Rewrite the stretch from the start of the records through the line containing "[719,364,780,381]", replacing every "look for" with "find" and leaving all else unchanged.
+++ Input rows
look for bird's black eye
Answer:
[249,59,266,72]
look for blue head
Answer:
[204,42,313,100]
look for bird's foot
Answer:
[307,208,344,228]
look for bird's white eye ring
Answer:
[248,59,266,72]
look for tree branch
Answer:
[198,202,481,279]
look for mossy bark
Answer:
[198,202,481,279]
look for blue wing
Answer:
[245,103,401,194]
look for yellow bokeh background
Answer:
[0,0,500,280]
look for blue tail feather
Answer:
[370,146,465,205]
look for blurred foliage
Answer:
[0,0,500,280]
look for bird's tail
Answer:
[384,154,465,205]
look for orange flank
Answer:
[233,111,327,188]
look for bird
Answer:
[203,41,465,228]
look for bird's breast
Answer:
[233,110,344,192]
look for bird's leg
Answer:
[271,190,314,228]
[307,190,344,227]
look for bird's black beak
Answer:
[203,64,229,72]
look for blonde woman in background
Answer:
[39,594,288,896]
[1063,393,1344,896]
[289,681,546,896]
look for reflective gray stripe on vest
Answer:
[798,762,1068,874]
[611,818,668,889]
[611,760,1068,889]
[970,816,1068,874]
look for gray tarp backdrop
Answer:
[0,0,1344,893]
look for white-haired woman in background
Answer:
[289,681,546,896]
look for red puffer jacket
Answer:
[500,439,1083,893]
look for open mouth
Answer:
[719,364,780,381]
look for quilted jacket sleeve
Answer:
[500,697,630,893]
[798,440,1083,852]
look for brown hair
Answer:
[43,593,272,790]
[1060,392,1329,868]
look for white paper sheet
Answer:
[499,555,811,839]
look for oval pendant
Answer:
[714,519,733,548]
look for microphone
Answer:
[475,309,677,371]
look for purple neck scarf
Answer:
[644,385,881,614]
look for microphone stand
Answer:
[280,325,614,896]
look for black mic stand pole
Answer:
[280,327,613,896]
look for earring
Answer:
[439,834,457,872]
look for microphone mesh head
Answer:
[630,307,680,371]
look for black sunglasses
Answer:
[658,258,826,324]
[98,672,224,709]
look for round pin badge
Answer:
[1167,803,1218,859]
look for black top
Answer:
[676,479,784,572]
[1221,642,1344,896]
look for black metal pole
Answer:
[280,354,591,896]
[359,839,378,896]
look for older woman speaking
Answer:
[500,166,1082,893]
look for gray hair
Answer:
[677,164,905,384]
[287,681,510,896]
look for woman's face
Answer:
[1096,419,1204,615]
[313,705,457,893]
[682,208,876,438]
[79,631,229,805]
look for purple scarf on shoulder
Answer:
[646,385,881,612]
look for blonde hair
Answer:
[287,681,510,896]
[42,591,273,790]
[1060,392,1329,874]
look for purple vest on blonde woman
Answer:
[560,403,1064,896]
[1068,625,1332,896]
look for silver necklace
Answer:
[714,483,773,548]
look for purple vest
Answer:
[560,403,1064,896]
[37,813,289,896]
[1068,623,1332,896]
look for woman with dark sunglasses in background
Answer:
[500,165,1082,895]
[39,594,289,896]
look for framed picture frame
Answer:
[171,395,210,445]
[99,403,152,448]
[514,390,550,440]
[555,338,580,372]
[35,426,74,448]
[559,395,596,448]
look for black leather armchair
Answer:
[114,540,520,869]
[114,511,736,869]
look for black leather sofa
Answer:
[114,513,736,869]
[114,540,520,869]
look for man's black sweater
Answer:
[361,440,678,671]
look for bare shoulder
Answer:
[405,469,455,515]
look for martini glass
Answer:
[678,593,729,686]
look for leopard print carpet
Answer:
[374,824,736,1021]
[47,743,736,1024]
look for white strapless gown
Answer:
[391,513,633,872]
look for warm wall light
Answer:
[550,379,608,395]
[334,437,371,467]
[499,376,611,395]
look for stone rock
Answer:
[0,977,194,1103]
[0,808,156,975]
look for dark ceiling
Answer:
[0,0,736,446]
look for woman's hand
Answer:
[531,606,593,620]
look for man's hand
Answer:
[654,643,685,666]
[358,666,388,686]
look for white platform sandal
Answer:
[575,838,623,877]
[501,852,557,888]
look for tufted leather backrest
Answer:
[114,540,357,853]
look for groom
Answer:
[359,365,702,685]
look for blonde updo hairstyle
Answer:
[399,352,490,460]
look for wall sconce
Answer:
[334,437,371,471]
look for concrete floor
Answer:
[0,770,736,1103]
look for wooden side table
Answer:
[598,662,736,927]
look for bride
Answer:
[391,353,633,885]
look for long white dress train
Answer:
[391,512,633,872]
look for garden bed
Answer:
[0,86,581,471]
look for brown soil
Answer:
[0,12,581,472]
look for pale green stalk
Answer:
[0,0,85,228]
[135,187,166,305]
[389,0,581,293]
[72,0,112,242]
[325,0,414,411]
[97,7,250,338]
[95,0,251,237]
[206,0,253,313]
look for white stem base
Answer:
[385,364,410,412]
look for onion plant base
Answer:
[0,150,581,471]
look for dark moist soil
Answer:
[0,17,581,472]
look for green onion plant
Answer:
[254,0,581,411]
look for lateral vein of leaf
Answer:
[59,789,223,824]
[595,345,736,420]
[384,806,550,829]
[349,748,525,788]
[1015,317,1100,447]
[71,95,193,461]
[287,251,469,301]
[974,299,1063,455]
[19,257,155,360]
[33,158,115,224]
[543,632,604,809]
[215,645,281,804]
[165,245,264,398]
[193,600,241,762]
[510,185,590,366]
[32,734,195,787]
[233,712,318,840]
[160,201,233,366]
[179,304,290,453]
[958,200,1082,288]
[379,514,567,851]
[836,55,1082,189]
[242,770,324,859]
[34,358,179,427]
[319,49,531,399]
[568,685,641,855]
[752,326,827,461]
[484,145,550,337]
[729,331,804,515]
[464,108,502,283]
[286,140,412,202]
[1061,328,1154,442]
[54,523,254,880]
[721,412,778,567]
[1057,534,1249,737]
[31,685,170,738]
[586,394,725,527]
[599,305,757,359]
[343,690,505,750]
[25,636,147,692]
++++++
## Expected answer
find bird's black eye
Answer:
[249,59,266,72]
find blue head
Answer:
[204,42,313,100]
find bird's foot
Answer:
[307,208,344,228]
find bird's white eye ring
Answer:
[248,59,266,72]
find tree branch
Answer:
[198,202,481,279]
find mossy bark
Answer:
[198,202,481,279]
find blue wing
Answer:
[245,103,401,194]
find yellow bokeh background
Answer:
[0,0,500,280]
find blue tail feather
Answer:
[370,146,465,205]
find blurred foliage
Answer:
[0,0,500,280]
find bird's tail
Answer:
[384,154,465,205]
find orange flank
Answer:
[233,111,327,188]
find bird
Answer:
[203,41,465,228]
find bird's breast
Answer:
[233,110,344,192]
find bird's leg
Answer:
[271,190,314,228]
[307,190,344,227]
find bird's black beak
Answer:
[203,64,229,72]
find blonde woman in background
Answer:
[39,594,288,896]
[1063,393,1344,896]
[289,681,546,896]
find reflective gray stripe on vest
Answer:
[798,762,1068,874]
[611,818,668,889]
[611,760,1068,889]
[970,816,1068,874]
find gray tarp backdrop
Answer:
[0,0,1344,893]
find white-haired woman in background
Answer:
[289,681,546,896]
find red puffer jacket
Answer:
[500,439,1083,893]
find open mouth
Answer:
[719,364,780,381]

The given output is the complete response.